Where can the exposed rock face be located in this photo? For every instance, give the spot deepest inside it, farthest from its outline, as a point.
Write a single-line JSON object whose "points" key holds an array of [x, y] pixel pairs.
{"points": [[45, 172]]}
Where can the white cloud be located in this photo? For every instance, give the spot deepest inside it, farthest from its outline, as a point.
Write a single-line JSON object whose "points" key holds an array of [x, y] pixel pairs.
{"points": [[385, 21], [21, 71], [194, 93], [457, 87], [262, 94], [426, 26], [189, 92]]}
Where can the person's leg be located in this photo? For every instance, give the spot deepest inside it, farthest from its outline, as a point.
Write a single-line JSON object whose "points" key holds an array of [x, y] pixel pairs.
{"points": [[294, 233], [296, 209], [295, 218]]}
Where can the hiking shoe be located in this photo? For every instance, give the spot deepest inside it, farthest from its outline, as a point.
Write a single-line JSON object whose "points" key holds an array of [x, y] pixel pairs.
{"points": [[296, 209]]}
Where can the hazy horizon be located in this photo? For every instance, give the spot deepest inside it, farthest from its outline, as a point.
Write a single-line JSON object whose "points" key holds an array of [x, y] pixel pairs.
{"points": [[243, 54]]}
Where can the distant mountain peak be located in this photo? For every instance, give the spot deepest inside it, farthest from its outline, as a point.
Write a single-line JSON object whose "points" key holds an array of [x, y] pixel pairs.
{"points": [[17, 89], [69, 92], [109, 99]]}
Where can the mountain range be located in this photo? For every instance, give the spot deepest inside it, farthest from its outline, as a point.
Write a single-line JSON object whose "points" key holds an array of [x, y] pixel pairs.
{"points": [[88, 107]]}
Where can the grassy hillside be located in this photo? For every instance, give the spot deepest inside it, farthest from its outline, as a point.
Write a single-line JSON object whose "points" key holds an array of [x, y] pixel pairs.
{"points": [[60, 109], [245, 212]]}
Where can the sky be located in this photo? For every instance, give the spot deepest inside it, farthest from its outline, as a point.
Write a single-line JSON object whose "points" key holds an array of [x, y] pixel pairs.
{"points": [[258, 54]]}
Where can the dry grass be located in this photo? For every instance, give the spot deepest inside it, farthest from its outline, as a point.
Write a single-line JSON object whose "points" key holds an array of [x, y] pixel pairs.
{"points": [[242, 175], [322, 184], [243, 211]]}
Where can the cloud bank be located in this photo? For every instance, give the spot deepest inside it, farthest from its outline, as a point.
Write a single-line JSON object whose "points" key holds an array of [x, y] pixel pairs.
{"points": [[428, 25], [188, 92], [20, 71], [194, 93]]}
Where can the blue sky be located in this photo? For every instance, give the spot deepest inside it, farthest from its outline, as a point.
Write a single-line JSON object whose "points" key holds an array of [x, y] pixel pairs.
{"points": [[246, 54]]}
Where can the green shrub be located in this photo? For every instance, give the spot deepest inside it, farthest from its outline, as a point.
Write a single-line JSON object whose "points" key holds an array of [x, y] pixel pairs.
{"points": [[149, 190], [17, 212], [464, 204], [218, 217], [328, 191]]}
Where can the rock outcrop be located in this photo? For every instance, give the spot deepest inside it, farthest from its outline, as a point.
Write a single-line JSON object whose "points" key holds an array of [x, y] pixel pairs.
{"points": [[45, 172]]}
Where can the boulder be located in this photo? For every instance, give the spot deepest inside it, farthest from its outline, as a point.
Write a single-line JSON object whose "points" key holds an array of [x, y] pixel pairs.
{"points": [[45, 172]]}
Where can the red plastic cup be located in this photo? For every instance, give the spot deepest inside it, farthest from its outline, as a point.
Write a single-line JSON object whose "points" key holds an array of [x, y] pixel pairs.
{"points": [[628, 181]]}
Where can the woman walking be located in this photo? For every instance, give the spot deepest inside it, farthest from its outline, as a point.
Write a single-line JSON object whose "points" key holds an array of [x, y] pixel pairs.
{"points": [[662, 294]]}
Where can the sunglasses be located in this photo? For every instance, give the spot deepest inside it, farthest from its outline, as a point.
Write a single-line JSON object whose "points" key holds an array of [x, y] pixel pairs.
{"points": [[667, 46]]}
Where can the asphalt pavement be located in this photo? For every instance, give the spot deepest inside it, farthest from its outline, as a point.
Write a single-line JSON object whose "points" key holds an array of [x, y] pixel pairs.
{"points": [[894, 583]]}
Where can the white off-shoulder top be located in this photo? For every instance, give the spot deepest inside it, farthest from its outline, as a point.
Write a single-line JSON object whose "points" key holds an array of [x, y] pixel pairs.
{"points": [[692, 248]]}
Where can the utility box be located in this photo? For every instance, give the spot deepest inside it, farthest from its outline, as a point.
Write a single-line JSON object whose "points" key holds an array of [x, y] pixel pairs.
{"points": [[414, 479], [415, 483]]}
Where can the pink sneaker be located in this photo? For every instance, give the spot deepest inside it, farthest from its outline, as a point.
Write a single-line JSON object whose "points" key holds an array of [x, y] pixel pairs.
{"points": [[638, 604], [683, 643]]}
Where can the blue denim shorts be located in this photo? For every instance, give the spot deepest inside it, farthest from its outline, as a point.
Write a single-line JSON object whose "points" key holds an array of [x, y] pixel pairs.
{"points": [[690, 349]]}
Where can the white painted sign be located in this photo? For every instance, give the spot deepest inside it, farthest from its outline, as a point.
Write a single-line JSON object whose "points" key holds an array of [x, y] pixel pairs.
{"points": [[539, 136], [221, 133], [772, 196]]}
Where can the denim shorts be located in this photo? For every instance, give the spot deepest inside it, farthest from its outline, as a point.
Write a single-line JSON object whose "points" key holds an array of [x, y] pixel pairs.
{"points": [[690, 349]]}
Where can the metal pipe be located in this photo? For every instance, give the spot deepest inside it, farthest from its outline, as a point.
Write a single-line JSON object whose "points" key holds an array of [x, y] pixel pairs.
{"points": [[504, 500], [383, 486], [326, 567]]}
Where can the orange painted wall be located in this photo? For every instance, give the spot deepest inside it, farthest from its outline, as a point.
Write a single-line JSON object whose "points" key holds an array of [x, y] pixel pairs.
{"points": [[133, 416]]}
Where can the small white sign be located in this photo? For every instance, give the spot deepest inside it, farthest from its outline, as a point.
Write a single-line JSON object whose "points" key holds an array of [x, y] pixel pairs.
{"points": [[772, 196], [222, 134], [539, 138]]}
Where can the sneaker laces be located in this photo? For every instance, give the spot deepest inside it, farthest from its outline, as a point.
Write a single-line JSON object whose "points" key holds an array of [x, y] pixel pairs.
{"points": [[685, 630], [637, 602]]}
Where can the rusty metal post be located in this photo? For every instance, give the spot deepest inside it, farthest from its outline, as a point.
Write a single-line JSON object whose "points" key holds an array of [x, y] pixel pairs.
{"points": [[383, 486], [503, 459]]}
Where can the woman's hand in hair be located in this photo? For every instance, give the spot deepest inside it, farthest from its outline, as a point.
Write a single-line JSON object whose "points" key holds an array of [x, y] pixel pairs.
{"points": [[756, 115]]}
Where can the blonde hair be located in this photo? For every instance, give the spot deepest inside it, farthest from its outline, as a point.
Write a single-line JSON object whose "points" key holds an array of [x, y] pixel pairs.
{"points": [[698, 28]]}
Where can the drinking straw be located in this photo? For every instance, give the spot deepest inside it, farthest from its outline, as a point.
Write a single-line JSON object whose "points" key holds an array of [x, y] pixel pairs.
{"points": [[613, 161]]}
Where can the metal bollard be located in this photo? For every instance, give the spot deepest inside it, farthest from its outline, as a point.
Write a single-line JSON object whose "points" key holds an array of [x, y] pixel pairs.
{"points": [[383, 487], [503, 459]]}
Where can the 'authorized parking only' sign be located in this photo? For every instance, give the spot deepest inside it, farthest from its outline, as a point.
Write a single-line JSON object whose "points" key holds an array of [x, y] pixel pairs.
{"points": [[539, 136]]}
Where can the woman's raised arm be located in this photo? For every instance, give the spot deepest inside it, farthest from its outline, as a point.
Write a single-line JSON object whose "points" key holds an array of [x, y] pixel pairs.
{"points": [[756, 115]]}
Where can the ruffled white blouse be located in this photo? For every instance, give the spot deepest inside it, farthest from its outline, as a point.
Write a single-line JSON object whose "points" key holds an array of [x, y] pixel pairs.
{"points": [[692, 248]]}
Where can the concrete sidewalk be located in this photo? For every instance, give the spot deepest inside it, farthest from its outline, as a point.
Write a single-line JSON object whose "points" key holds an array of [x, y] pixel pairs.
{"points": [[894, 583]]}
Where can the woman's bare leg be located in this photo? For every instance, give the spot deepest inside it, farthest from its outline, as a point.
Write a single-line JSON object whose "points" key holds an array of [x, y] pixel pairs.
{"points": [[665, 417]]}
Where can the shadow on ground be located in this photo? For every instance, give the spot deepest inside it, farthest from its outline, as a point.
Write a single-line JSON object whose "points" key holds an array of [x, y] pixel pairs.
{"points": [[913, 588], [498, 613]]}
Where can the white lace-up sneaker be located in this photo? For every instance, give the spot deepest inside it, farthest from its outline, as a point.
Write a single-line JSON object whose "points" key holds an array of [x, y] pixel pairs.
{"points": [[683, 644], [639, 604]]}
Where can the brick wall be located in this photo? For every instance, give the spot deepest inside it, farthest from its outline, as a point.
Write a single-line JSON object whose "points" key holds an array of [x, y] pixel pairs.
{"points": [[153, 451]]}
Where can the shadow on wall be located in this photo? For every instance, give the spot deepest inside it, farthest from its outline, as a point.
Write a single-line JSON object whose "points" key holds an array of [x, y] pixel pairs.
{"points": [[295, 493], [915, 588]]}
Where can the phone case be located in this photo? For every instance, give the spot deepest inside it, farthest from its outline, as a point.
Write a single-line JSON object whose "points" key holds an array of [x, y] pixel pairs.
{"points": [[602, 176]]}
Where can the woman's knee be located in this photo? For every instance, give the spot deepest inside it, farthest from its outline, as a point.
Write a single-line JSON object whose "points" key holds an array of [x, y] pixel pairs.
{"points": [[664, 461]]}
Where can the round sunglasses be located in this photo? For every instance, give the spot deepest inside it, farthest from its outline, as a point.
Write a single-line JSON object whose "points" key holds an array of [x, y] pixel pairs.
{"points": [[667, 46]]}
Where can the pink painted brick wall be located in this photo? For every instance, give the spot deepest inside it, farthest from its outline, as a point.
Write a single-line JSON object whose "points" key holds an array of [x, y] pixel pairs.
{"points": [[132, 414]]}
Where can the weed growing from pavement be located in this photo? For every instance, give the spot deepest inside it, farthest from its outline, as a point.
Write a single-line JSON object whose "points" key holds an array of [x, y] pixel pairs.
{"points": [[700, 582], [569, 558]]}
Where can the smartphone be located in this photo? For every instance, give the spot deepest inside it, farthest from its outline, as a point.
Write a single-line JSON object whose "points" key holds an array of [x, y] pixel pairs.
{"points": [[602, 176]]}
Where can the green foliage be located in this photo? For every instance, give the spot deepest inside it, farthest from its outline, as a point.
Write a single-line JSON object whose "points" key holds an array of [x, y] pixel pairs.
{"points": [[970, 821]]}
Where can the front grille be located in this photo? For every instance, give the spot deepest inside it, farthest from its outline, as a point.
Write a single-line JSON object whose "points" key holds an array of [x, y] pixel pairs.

- The exercise:
Starting at the line that contains "Where can the green foliage", quote each remaining line of the entries above, unchanged.

- Full answer:
Where can the green foliage be located in this photo? For every instance, give the spot deepest inside it, farthest from its outline, as a point.
Write a single-line JSON object whose "points" key holds an array of [x, y] pixel pairs.
{"points": [[970, 821]]}
Where can the front grille be located in this photo? For every instance, give the spot deepest inside it, farthest from its outline, as a point.
Write a single-line JSON object whose "points" key holds an array of [x, y] pixel pairs.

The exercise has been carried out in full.